■ **WHAT IS EXPECTED**
Every line of the material below should be retyped exactly.

- - - - -

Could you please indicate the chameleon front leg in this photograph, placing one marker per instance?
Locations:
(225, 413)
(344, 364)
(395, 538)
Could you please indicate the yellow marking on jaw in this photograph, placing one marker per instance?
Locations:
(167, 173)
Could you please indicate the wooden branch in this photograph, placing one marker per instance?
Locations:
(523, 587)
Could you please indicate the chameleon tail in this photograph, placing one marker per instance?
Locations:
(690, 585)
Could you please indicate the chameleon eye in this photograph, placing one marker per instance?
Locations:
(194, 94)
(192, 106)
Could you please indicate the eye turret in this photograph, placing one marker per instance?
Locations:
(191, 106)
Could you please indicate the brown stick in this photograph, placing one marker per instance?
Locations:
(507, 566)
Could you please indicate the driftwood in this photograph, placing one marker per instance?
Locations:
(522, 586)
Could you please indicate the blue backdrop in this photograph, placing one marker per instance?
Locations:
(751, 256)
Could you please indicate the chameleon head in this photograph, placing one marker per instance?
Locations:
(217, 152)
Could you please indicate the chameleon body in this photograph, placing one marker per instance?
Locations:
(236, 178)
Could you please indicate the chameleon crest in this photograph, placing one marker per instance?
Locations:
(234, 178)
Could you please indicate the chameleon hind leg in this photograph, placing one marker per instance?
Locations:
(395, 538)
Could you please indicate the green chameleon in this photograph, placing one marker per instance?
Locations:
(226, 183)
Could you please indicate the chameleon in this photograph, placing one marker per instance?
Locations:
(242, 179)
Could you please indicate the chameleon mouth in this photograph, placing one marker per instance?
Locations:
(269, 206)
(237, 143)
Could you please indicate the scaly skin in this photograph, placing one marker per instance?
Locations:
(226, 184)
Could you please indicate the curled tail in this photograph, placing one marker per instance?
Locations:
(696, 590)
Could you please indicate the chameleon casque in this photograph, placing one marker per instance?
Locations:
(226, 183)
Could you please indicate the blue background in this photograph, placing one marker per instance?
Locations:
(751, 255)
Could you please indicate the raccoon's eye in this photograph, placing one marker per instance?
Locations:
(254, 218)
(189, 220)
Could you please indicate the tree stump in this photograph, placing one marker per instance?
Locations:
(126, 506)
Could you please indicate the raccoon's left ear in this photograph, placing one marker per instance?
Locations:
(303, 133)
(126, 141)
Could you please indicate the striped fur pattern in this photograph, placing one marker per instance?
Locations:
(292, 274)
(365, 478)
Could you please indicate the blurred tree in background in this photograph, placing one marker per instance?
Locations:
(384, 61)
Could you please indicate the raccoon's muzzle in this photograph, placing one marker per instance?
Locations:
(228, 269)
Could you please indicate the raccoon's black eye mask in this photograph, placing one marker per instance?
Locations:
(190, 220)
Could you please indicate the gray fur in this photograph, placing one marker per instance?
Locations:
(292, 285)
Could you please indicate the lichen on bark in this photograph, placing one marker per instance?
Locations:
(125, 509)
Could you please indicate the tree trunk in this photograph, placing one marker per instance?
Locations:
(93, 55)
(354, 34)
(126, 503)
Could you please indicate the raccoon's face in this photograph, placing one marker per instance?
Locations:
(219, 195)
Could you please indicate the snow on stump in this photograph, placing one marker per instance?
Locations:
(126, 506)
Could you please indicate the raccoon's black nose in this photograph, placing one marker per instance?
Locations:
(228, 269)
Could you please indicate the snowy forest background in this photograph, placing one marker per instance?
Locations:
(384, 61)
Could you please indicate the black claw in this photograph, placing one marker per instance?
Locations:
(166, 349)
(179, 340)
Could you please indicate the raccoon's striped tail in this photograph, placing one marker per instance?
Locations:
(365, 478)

- - - - -

■ **ANSWER SECTION**
Could you please indicate the chameleon front leg in this photograph, placing one marker per instance?
Locations:
(225, 413)
(344, 364)
(395, 538)
Could you please indicate the yellow marking on jaw in this photograph, placing one marker per instance?
Locations:
(167, 173)
Could you please indicate the wooden branch in this photograph, placing one marker per instance?
Locations:
(523, 587)
Could you please indicate the chameleon tail in this photograph, placing one marker per instance?
Locations:
(690, 585)
Could you please indicate the chameleon eye in this photograph, placing one marker per instance?
Locations:
(194, 94)
(192, 106)
Could you please indicate the eye turret in this photograph, placing one marker per instance?
Locations:
(191, 106)
Could you please indicate the brown stick in this photograph, placing one marker per instance?
Locations:
(507, 566)
Could you please indicate the driftwood in this photograph, placing one marker per instance?
Locations:
(522, 586)
Could you please indicate the blue backdrop in this photograph, placing one marker per instance?
Locations:
(751, 256)
Could you please indicate the chameleon head in this photograph, placing one marker per instance?
Locations:
(217, 152)
Could you please indicate the chameleon body in this photograph, placing one marker per instance?
Locations:
(236, 178)
Could you please indicate the chameleon crest in this photograph, placing one marker per instance?
Locations:
(234, 178)
Could you please indicate the chameleon hind leg in this photograph, placing one marker per instance?
Locations:
(395, 538)
Could you please indicate the green chameleon in this photograph, placing one marker per instance?
Locations:
(226, 183)
Could you please indicate the chameleon in this photograph, placing one marker per instance?
Locations:
(242, 179)
Could you please indicate the chameleon mouth in this photograph, placing one marker per instance?
Locations:
(269, 206)
(237, 143)
Could you please indicate the scaly skin in this photograph, placing one marker per instance?
Locations:
(226, 184)
Could you please indicate the curled tail in this photograph, placing one marker per instance?
Locations:
(696, 590)
Could you please indicate the chameleon casque in this photograph, placing one marker per instance?
Locations:
(226, 183)
Could you please indicate the blue background in this photograph, placing one marker per instance?
Locations:
(751, 255)
Could you please indicate the raccoon's eye in this photograph, placing one marker per instance?
Locations:
(254, 218)
(189, 220)
Could you please indicate the tree stump in this photograph, placing one marker per instance?
Locations:
(126, 506)
Could you please indicate the raccoon's left ear in this photograph, placing one marker per instance?
Locations:
(303, 133)
(126, 141)
Could you please indicate the striped fur pattern in this photograph, placing one marker per instance?
Locations:
(292, 274)
(365, 478)
Could you please indicate the blurred tree in background in this photograph, placing one marker per instance?
Locations:
(384, 61)
Could you please indicate the raccoon's muzzle in this photograph, placing one marker per instance?
Locations:
(228, 269)
Could you please indicate the raccoon's black eye mask in this photograph, placing one marker per instance?
Locations:
(190, 220)
Could you please indicate the gray fur in this photograph, placing one marker per instance?
Locations:
(292, 285)
Could you please indicate the lichen on bark in this photograph, placing one marker per instance?
Locations:
(125, 509)
Could you please indicate the tree trunk in this photograph, placing one marker per instance?
Locations:
(93, 55)
(354, 34)
(126, 503)
Could you please indicate the raccoon's face in this photograph, placing one marker per instance?
Locations:
(219, 195)
Could you please indicate the snow on stump in this photograph, placing one marker per instance?
Locations:
(126, 506)
Could you please indicate the raccoon's black nose in this photograph, placing one marker per instance?
Locations:
(228, 269)
Could you please indicate the snowy forest background in this photograph, placing one marker per instance?
Locations:
(384, 61)
Could you please indicate the black claw in this photograph, placing one marker per instance?
Locations:
(166, 349)
(179, 340)
Could you please indicate the raccoon's striped tail in this photograph, placing one marker per instance?
Locations:
(365, 478)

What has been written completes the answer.